Task to complete.
The required output is every line from the beginning of the entries below through the line that includes "target | grassy meadow", copied exactly.
Provided entries START
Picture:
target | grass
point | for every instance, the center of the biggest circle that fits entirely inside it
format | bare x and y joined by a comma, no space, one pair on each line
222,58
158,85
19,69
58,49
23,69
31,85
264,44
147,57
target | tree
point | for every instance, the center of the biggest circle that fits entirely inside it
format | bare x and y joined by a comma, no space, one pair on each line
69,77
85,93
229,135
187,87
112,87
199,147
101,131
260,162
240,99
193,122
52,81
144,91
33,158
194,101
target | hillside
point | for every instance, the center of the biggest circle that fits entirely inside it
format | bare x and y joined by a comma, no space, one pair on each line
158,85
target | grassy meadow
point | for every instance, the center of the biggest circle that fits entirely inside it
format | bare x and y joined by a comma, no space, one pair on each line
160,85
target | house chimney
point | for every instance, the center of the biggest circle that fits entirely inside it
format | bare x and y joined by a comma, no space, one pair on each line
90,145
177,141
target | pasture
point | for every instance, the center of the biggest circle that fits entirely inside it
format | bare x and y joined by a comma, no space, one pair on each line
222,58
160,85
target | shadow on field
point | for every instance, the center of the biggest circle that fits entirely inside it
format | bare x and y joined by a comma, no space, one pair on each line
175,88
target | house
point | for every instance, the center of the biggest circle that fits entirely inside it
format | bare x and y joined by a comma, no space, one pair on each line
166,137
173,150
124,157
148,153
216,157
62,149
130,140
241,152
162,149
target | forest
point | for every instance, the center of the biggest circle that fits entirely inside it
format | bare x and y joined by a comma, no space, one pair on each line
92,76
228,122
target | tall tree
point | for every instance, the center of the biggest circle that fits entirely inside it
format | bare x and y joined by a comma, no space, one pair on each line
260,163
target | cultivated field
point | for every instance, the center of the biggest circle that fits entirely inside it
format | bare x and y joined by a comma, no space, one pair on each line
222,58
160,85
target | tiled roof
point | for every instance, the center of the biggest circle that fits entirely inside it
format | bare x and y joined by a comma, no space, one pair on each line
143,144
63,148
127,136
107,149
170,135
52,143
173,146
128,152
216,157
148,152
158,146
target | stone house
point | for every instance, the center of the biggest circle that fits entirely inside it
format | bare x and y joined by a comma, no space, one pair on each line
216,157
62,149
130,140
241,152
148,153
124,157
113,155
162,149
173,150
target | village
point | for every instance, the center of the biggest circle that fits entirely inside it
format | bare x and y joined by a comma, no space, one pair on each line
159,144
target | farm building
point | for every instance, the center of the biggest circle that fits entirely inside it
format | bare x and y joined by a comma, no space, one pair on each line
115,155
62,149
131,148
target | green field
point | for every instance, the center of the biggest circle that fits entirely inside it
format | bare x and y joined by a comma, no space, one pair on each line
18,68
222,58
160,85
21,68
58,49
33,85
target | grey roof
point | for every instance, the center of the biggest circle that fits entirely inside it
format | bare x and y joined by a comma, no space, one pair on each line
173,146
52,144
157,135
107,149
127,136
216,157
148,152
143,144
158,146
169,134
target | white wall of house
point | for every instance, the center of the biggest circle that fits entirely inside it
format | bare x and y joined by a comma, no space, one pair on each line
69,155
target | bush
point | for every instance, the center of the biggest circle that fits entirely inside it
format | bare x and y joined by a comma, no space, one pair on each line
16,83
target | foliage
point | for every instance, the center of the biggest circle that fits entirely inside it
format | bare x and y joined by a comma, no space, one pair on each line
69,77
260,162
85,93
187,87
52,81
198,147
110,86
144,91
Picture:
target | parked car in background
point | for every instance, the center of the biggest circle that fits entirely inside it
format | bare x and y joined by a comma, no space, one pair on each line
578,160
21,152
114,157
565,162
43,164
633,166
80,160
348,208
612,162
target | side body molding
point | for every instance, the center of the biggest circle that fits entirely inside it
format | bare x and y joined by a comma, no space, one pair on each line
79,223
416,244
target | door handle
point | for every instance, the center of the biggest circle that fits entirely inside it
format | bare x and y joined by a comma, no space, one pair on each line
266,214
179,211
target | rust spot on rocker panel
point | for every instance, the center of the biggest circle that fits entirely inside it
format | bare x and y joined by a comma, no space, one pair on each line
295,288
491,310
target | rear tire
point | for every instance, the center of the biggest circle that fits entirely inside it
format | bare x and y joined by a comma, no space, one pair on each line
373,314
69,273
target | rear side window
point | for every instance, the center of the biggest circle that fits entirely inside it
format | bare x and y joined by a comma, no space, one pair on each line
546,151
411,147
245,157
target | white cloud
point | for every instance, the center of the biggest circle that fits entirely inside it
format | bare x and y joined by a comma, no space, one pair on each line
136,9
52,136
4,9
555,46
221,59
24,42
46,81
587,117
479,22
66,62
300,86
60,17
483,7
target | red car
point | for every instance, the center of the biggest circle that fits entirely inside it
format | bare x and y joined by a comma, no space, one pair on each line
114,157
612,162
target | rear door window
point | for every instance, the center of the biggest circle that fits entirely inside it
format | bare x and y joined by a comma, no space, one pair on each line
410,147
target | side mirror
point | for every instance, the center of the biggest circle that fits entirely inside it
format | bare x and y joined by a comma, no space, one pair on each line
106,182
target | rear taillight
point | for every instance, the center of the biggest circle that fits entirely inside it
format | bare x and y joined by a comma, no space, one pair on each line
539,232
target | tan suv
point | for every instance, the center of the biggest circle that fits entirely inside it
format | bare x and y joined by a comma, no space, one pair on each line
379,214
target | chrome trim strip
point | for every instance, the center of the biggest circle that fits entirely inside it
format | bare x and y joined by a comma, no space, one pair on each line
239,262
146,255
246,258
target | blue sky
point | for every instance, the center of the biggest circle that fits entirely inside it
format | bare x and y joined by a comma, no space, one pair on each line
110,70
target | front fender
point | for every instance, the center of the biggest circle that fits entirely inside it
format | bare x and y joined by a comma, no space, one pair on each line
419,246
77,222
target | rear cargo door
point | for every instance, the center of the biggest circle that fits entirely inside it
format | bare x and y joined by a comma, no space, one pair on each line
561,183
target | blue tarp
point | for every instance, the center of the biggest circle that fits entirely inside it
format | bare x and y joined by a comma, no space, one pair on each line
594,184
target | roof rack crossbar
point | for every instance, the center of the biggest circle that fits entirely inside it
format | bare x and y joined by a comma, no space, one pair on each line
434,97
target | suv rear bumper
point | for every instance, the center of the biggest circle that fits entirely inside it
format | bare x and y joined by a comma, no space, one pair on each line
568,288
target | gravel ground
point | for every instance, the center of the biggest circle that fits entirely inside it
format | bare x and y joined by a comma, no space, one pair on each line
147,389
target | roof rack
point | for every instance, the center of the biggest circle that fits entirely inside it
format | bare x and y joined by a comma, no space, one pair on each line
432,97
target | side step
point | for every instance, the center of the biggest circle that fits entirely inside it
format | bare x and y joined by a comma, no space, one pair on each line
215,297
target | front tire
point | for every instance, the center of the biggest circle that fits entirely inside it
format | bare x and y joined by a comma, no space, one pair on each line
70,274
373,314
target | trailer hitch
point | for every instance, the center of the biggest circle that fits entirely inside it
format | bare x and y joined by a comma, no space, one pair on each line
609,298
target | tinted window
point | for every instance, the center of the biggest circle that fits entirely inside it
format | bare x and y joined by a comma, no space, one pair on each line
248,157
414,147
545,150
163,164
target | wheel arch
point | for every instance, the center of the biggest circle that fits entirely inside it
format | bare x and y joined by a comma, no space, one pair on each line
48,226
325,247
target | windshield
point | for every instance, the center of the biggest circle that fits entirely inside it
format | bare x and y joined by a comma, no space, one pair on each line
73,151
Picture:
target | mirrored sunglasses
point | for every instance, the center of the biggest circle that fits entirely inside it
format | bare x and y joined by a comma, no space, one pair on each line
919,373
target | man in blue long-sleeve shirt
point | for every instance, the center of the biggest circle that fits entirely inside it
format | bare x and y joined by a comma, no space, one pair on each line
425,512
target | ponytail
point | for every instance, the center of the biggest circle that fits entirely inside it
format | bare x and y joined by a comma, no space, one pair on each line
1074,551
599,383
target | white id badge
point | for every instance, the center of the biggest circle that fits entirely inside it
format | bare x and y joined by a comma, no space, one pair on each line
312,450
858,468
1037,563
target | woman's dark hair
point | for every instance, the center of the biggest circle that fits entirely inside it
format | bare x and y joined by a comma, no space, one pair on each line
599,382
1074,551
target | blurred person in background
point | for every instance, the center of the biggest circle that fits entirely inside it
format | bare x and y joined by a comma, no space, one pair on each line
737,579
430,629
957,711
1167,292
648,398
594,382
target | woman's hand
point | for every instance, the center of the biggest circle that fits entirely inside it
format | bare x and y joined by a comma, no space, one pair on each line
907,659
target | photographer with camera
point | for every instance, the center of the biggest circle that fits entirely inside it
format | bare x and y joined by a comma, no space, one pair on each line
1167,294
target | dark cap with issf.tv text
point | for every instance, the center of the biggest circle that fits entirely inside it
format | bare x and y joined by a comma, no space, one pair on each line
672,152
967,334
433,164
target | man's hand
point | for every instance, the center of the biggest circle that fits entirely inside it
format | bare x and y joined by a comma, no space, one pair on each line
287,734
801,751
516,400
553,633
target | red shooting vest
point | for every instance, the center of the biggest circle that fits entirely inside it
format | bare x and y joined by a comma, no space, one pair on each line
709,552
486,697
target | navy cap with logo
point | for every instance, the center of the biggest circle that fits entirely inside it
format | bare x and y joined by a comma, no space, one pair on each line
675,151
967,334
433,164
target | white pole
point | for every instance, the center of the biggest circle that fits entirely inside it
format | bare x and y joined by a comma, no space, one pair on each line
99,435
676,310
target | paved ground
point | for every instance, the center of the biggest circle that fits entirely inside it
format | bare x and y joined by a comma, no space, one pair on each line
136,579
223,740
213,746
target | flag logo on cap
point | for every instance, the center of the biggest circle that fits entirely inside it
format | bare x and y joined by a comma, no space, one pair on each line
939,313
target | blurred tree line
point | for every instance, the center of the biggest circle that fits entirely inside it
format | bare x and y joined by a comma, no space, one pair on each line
Provided entries END
Written response.
Picture:
target | grass
point | for every instance, the center of the biggest circle that fits entirely inside it
format | bare x and y joined by a comma, no space, one pair on each line
222,58
158,85
19,69
58,49
23,69
31,85
264,44
147,57
target | tree
point | for every instance, the center of the biggest circle that fits entirely inside it
format | bare x and y joined by a comma, no space, one pair on each line
69,77
85,93
229,135
187,87
112,87
199,147
101,131
260,162
240,99
193,122
52,81
144,91
33,158
194,101
target | hillside
point | for every instance, the center of the biggest circle that fits entirely inside it
format | bare x and y joined by a comma, no space, one pair on each line
158,85
target | grassy meadow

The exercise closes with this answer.